[GOAL]: Convert the records from the line with "Where can you spot the white window" to the line with "column 250, row 197" into a two-column CSV with the header columns text and answer. Give one row per record, with each value in a single quoted field and line breaks replaced by spaces.

[MATERIAL PROVIDED]:
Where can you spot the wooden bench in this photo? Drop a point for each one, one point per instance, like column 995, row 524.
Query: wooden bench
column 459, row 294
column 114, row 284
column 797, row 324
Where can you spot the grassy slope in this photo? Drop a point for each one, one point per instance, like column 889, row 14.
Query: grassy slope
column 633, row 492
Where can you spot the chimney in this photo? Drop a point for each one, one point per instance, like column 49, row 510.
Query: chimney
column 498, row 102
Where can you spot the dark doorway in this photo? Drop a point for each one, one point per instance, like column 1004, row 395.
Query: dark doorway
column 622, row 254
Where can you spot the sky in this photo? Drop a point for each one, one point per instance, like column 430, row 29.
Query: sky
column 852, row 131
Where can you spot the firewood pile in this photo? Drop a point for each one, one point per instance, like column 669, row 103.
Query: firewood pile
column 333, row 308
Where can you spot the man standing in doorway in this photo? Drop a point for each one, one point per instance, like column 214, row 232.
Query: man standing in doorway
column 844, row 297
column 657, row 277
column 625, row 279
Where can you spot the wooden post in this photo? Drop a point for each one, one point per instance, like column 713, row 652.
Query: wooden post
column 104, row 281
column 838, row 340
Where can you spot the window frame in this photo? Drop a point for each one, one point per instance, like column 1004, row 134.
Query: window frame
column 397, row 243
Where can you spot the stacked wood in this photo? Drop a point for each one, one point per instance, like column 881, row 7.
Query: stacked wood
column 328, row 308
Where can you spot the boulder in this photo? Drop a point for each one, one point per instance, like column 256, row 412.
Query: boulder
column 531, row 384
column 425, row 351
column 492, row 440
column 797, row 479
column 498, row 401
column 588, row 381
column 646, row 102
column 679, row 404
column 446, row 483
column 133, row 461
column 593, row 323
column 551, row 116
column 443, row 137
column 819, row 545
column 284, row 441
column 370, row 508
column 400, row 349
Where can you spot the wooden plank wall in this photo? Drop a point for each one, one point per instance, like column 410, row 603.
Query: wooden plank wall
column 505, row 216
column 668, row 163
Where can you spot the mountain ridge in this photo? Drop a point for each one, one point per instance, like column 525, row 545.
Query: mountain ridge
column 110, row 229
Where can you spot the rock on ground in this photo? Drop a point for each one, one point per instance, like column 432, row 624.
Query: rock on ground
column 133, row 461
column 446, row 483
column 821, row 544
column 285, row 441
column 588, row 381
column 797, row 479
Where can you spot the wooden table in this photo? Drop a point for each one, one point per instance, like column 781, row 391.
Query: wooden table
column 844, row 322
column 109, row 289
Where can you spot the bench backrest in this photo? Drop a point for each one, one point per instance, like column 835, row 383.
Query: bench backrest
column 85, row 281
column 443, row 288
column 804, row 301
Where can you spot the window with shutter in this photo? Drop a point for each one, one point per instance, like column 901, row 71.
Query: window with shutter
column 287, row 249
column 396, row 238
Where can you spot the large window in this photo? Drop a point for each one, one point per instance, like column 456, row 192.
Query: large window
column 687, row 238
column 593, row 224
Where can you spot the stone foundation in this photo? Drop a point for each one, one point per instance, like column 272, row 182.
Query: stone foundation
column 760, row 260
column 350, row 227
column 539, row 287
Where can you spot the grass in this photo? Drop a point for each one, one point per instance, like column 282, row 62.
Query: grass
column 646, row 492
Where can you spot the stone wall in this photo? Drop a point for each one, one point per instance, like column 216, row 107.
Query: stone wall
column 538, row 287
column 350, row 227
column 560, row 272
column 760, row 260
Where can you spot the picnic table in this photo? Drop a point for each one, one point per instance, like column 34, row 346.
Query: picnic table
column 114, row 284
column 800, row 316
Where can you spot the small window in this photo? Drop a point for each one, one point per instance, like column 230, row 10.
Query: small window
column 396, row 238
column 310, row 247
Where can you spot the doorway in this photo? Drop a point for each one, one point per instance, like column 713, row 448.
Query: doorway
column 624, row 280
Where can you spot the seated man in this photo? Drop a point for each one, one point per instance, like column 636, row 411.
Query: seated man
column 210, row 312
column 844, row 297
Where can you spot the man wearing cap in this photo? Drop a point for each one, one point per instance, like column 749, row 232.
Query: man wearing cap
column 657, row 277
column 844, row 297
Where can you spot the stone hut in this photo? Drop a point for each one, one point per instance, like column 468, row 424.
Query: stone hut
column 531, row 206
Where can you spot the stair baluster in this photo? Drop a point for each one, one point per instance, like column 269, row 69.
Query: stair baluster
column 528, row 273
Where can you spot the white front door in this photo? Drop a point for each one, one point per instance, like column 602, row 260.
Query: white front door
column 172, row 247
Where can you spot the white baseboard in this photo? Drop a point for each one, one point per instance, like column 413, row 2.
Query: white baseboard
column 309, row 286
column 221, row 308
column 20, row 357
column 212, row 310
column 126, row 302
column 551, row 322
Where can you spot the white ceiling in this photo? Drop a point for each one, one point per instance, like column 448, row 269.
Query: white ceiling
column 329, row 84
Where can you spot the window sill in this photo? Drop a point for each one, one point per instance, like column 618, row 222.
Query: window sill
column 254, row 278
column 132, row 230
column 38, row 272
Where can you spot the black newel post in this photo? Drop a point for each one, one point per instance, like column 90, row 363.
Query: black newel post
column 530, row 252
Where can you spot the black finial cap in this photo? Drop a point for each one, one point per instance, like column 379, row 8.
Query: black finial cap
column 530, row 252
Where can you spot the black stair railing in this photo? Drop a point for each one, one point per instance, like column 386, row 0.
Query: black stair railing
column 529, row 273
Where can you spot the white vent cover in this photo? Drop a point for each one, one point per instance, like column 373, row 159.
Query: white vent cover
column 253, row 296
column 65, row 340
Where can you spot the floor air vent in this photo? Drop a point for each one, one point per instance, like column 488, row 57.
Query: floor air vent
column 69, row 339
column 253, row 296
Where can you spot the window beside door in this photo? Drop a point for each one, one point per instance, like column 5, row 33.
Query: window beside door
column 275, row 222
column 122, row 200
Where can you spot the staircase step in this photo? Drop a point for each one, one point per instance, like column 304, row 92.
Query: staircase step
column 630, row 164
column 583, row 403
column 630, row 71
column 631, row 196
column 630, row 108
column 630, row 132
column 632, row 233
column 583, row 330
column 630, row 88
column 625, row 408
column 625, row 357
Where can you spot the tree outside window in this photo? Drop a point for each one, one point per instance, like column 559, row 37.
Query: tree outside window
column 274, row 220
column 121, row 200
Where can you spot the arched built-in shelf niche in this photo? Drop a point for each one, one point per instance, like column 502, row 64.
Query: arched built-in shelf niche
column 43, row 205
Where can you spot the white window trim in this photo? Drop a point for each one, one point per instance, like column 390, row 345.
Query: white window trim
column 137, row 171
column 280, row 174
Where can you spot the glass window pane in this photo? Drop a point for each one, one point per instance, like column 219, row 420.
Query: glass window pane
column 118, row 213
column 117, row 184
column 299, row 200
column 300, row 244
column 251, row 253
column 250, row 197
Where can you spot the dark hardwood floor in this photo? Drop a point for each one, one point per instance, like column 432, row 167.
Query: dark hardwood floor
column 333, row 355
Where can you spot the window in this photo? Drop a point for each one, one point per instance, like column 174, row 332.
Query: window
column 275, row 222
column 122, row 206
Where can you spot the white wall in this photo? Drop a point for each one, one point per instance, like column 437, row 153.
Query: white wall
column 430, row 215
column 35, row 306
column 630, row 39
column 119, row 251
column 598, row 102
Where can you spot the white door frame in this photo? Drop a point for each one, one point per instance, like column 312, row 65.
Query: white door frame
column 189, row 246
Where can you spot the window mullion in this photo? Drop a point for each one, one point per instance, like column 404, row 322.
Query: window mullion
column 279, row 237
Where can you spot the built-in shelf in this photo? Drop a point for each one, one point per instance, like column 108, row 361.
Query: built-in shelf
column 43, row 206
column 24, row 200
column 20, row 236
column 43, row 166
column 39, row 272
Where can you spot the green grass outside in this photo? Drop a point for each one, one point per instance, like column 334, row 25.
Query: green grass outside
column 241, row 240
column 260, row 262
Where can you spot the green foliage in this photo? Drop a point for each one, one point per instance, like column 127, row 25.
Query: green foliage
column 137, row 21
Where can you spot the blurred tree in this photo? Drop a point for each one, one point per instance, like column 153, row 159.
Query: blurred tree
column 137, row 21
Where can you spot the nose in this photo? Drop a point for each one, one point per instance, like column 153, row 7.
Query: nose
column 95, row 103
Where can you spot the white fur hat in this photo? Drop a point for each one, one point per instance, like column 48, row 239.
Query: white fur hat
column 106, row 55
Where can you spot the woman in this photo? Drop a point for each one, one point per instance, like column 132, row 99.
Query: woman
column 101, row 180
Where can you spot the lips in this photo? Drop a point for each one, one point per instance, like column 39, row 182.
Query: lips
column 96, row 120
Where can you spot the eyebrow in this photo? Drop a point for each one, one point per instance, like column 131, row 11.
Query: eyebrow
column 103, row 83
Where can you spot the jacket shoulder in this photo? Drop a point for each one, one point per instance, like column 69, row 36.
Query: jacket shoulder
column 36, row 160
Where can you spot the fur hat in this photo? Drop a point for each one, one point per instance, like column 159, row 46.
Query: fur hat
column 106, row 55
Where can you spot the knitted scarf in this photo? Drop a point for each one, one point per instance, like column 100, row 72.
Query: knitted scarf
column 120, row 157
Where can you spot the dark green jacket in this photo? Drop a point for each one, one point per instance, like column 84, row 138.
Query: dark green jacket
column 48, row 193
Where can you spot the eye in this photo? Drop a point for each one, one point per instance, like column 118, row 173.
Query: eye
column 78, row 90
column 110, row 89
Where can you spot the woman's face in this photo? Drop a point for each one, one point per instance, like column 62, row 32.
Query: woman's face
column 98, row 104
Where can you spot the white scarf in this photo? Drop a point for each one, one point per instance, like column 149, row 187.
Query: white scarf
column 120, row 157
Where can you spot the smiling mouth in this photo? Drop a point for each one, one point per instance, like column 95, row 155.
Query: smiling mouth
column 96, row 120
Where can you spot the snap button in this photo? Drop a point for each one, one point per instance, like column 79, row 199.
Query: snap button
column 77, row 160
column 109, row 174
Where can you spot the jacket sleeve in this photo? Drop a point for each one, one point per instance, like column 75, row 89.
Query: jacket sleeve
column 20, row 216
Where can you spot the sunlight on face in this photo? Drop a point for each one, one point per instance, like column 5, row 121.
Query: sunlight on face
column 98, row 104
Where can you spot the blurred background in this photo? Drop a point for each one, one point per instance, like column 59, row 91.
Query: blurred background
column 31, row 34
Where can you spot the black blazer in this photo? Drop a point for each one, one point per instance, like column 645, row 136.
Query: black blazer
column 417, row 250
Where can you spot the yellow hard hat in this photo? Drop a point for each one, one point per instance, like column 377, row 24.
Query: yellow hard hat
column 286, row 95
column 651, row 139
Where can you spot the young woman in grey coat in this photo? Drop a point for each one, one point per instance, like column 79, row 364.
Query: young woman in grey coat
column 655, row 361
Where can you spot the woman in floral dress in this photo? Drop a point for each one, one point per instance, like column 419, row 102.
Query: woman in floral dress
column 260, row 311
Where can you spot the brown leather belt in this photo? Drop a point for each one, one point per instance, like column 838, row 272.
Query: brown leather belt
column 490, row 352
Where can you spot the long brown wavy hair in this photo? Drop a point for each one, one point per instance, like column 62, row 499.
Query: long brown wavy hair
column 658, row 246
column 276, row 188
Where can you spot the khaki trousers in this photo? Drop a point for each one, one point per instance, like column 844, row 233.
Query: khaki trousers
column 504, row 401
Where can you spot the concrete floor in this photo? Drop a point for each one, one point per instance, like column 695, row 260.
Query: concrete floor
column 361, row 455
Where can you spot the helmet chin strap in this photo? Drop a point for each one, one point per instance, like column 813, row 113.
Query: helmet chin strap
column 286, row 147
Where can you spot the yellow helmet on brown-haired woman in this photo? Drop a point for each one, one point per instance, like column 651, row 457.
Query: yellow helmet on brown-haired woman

[ANSWER BELOW]:
text,answer
"Where can you spot the white window trim in this photo? Drop a point for each one, one point per instance, like column 390, row 345. Query: white window trim","column 137, row 171 column 280, row 174"
"Where can you spot the glass window pane in this photo? Drop a point for each one, one point per instance, like column 219, row 420. Query: glass window pane","column 118, row 213 column 117, row 184 column 299, row 200 column 300, row 244 column 251, row 253 column 250, row 197"